+++ RECORDS SUPPLIED

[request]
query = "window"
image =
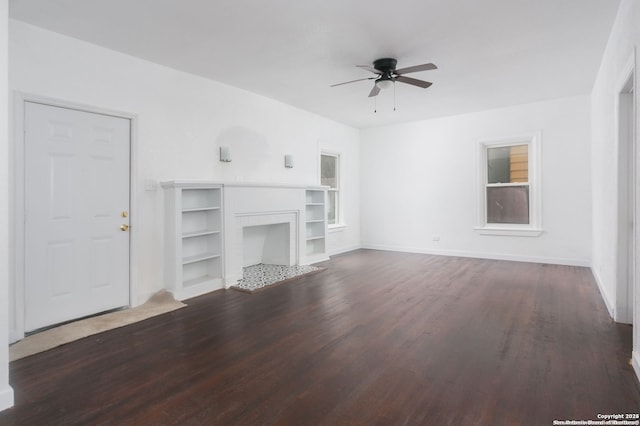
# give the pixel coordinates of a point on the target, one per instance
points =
(330, 176)
(509, 187)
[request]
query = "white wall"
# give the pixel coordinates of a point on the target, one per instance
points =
(182, 120)
(6, 393)
(625, 37)
(419, 181)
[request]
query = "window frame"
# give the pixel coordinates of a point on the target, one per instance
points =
(534, 227)
(338, 189)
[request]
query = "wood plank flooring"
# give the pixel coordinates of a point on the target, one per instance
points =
(379, 338)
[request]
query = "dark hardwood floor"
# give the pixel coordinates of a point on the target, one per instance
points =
(379, 338)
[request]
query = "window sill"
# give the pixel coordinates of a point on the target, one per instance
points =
(337, 228)
(510, 232)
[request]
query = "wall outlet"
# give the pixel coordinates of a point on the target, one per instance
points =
(150, 185)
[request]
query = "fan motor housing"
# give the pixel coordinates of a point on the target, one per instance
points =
(385, 65)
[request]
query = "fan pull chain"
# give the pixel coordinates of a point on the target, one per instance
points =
(394, 95)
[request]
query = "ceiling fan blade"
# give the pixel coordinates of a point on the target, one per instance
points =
(353, 81)
(413, 81)
(416, 68)
(370, 68)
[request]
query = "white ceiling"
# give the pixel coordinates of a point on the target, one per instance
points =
(490, 53)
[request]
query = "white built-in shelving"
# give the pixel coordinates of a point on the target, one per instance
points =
(193, 238)
(315, 224)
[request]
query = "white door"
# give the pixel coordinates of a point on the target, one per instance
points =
(76, 201)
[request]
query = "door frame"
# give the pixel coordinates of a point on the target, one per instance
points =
(628, 210)
(17, 290)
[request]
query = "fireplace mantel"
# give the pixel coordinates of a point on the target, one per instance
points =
(301, 207)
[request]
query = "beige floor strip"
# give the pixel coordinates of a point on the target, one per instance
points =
(162, 302)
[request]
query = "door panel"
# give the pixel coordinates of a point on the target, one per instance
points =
(76, 186)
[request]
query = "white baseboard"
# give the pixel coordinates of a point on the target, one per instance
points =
(483, 255)
(14, 336)
(343, 250)
(6, 398)
(610, 306)
(635, 363)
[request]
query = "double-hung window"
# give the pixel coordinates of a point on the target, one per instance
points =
(509, 189)
(330, 176)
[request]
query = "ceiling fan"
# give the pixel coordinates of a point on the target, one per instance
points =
(387, 74)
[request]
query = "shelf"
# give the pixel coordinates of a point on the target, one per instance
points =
(199, 257)
(198, 281)
(199, 233)
(200, 209)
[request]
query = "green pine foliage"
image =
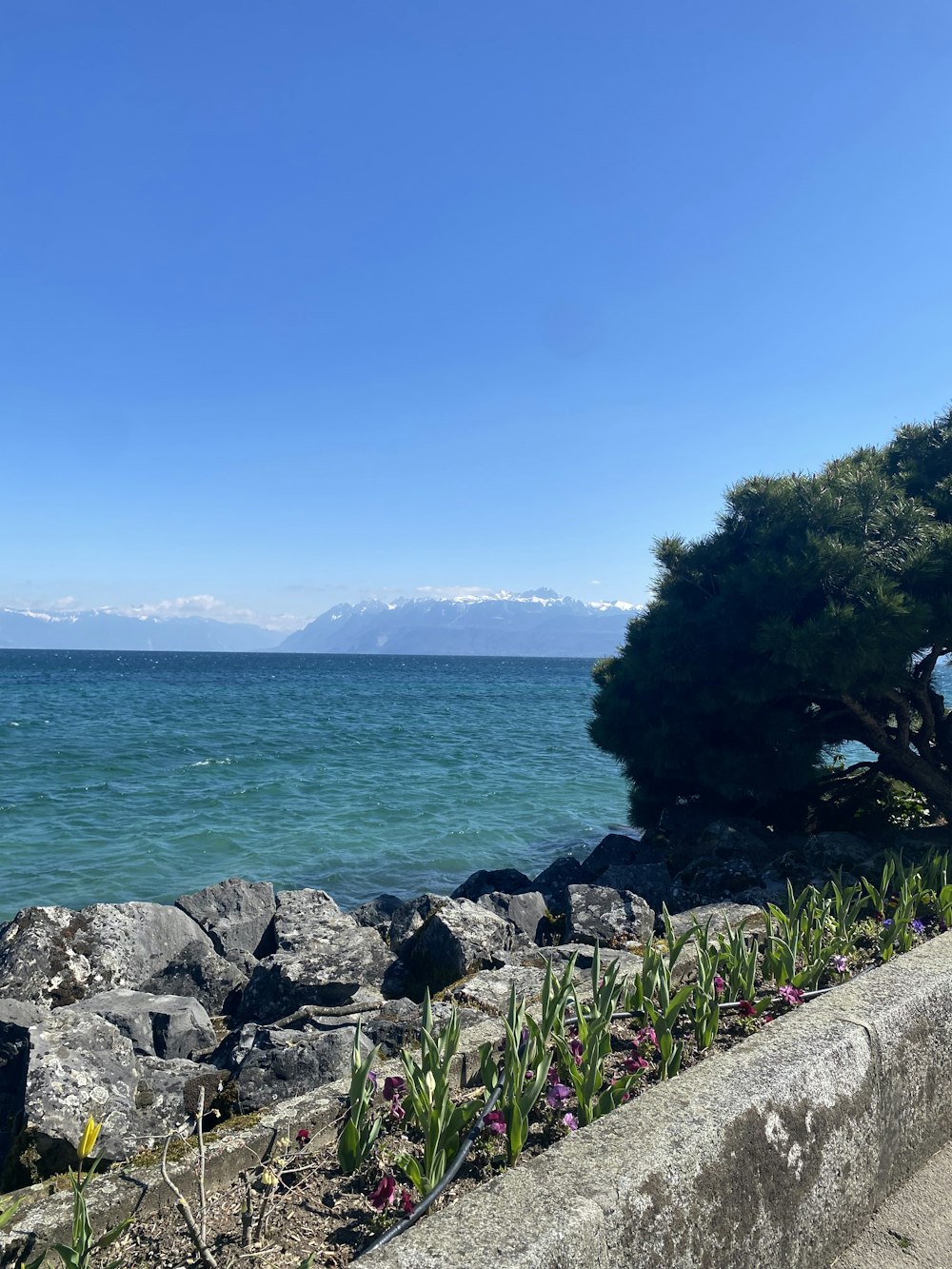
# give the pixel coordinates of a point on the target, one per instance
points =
(814, 614)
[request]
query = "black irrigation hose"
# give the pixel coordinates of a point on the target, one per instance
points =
(446, 1180)
(466, 1143)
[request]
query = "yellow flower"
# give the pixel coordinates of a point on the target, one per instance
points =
(88, 1141)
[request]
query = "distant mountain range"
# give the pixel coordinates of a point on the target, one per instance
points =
(535, 624)
(101, 629)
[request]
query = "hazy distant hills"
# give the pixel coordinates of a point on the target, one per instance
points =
(113, 632)
(535, 624)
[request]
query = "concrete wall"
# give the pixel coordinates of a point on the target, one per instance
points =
(771, 1157)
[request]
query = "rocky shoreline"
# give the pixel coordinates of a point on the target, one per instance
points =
(129, 1010)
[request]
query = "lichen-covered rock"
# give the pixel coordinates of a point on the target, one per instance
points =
(598, 914)
(653, 881)
(409, 918)
(166, 1027)
(457, 940)
(486, 880)
(398, 1024)
(307, 917)
(57, 956)
(489, 989)
(527, 913)
(379, 914)
(270, 1063)
(716, 918)
(167, 1096)
(78, 1063)
(327, 971)
(235, 914)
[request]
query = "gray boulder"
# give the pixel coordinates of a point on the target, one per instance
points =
(167, 1097)
(718, 917)
(650, 880)
(235, 914)
(489, 989)
(76, 1065)
(621, 850)
(457, 940)
(409, 919)
(554, 882)
(56, 956)
(486, 880)
(307, 917)
(329, 971)
(166, 1027)
(269, 1065)
(598, 914)
(379, 914)
(200, 972)
(527, 913)
(398, 1024)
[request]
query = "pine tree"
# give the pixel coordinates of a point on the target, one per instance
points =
(814, 614)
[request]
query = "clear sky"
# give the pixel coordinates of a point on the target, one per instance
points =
(311, 301)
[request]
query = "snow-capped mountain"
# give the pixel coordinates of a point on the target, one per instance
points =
(535, 624)
(102, 629)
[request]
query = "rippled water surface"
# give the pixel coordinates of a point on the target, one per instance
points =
(145, 776)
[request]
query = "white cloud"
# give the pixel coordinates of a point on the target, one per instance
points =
(192, 605)
(452, 591)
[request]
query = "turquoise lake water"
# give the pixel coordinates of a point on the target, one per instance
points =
(147, 776)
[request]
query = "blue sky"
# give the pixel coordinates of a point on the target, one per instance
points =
(305, 302)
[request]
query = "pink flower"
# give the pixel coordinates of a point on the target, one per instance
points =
(385, 1193)
(792, 995)
(495, 1123)
(392, 1086)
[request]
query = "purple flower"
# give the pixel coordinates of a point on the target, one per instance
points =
(495, 1122)
(384, 1196)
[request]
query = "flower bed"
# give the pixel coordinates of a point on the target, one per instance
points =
(566, 1065)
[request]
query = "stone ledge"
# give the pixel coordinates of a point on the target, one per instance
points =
(773, 1154)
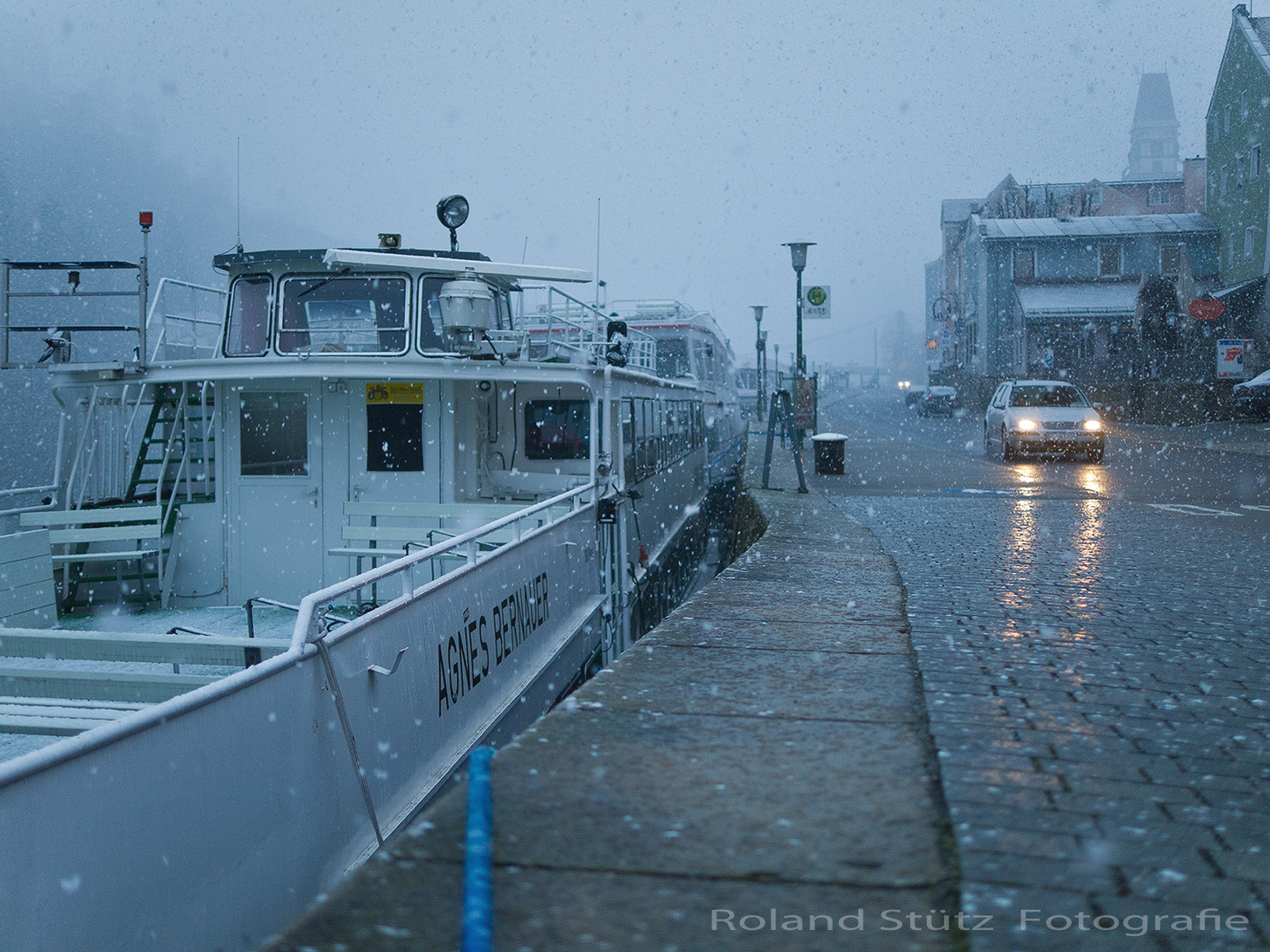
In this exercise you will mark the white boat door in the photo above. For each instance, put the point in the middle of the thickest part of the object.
(384, 449)
(276, 501)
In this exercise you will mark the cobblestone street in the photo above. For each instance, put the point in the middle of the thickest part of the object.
(1096, 678)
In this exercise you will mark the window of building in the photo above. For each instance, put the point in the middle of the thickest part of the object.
(557, 429)
(1024, 264)
(273, 435)
(1171, 260)
(1109, 260)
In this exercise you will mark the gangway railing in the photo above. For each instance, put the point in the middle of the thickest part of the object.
(184, 320)
(579, 331)
(312, 619)
(57, 333)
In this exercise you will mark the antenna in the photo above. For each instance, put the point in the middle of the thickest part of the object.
(238, 198)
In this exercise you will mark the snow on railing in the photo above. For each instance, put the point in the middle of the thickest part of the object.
(184, 322)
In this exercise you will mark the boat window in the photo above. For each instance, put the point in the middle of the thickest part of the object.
(557, 429)
(273, 435)
(672, 357)
(394, 428)
(248, 333)
(430, 334)
(343, 315)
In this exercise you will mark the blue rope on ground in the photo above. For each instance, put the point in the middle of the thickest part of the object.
(478, 874)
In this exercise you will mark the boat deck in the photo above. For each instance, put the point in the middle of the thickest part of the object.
(95, 668)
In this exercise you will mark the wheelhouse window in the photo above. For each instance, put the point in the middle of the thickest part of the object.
(343, 315)
(394, 427)
(273, 435)
(248, 331)
(672, 357)
(557, 429)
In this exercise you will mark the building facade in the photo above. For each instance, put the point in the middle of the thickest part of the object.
(1237, 131)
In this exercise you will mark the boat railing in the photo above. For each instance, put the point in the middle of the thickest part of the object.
(566, 328)
(184, 322)
(314, 617)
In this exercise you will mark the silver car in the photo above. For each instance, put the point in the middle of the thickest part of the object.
(1042, 418)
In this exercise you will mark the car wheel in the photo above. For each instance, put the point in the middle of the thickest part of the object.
(1007, 452)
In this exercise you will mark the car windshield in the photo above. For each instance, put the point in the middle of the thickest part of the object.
(1047, 395)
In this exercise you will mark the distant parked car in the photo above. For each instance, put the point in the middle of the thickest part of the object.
(938, 400)
(914, 394)
(1042, 417)
(1252, 398)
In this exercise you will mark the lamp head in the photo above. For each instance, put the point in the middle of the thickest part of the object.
(452, 212)
(798, 253)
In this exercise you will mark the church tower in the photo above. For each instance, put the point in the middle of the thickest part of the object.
(1154, 138)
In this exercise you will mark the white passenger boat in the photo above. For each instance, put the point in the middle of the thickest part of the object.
(362, 513)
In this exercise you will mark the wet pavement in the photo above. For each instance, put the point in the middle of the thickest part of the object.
(1094, 645)
(755, 773)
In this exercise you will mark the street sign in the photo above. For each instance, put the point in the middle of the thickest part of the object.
(1206, 309)
(1229, 358)
(816, 303)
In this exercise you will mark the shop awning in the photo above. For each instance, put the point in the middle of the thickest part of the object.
(1064, 303)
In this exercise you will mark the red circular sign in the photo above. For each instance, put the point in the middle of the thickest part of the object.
(1206, 309)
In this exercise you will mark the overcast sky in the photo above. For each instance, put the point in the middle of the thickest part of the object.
(709, 132)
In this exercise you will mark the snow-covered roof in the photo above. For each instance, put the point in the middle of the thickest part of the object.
(1095, 227)
(957, 210)
(1079, 301)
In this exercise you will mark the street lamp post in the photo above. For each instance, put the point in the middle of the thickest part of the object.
(759, 340)
(798, 256)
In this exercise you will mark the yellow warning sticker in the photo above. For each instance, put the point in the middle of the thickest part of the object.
(394, 392)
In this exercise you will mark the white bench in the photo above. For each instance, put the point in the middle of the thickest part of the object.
(28, 597)
(75, 527)
(401, 536)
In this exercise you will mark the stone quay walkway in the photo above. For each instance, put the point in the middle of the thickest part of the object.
(757, 772)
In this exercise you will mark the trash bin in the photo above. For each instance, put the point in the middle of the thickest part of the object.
(831, 453)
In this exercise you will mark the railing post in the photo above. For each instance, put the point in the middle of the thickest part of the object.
(4, 312)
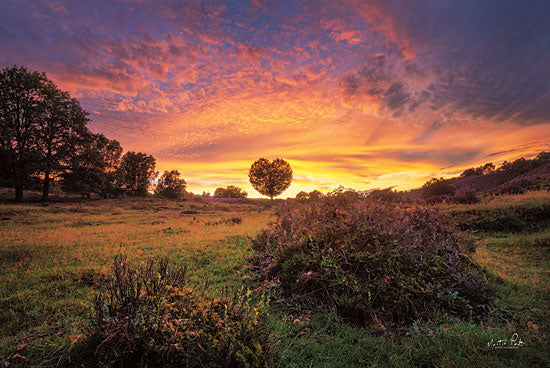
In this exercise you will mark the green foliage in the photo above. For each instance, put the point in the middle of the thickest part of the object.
(170, 185)
(480, 170)
(437, 188)
(511, 218)
(93, 167)
(230, 191)
(148, 316)
(37, 125)
(373, 263)
(270, 178)
(137, 170)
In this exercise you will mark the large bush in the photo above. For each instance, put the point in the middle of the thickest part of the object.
(374, 263)
(147, 316)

++++++

**AIM OF THE EXERCISE**
Which lines in the data above hold the word "wall"? Return each of them.

**TASK SOLUTION**
query = "white wall"
query = "wall outlet"
query = "concrete wall"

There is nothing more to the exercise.